Exercise materials -
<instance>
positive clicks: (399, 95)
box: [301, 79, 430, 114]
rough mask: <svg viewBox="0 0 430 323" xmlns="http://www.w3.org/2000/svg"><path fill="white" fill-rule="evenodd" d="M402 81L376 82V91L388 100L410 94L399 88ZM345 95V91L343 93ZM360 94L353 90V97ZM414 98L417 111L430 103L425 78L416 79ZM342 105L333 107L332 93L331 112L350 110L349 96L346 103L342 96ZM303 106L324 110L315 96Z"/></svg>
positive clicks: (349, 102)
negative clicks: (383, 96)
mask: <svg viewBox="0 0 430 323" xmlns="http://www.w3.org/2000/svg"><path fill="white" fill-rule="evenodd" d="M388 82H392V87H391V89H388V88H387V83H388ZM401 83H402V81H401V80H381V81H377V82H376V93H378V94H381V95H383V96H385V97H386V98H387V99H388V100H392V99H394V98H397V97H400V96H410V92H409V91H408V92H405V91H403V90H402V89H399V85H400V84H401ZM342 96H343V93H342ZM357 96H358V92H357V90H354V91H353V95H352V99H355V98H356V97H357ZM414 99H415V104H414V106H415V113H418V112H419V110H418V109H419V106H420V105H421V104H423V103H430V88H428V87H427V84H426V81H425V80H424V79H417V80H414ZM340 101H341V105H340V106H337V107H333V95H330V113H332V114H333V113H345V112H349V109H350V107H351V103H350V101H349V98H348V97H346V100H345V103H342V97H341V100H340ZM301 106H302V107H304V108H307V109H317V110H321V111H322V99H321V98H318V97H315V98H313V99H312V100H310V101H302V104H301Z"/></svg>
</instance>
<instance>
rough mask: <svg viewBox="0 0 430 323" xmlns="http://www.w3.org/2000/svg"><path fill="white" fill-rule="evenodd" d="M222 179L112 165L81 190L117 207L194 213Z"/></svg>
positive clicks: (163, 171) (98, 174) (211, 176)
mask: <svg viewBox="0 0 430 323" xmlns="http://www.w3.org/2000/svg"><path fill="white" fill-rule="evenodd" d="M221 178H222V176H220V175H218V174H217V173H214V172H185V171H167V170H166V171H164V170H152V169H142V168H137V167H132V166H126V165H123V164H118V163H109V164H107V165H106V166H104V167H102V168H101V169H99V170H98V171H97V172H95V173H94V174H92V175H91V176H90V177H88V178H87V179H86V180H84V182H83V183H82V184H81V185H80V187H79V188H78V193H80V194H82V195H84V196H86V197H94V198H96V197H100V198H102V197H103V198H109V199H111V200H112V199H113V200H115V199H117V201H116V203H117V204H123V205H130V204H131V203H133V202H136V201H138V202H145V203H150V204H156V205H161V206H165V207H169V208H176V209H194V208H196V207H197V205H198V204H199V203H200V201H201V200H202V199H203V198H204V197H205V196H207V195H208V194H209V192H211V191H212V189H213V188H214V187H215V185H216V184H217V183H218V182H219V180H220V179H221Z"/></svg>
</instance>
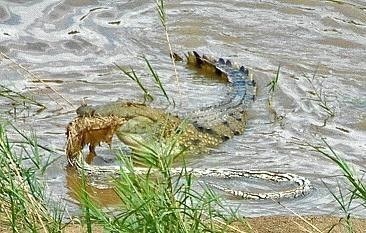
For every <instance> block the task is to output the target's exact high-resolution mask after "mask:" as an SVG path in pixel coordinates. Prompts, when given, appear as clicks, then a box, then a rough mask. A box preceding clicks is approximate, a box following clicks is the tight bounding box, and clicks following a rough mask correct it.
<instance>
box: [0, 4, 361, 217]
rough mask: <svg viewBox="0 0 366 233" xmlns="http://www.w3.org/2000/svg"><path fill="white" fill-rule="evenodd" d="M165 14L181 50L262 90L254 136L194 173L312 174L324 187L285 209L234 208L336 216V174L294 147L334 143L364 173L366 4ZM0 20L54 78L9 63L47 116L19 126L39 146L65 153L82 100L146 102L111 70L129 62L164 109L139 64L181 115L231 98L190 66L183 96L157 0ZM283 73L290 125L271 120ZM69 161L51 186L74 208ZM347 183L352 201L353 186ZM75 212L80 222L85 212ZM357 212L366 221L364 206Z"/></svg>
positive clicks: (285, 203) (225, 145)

Task goal - Reproduce only the lines from the top of the material through the one bearing "positive clicks: (349, 102)", each exactly as it stands.

Response for this exercise -
<instance>
positive clicks: (399, 95)
box: [301, 79, 430, 114]
rough mask: <svg viewBox="0 0 430 323" xmlns="http://www.w3.org/2000/svg"><path fill="white" fill-rule="evenodd" d="M402 81L376 82V91L388 100L410 94L399 88ZM345 95V91L343 93ZM360 94L353 90V97ZM414 98L417 111L430 103L425 78L416 79ZM342 105L333 107L332 93L331 112L350 110L349 96L346 103L342 96ZM303 106L324 110L315 96Z"/></svg>
positive clicks: (349, 102)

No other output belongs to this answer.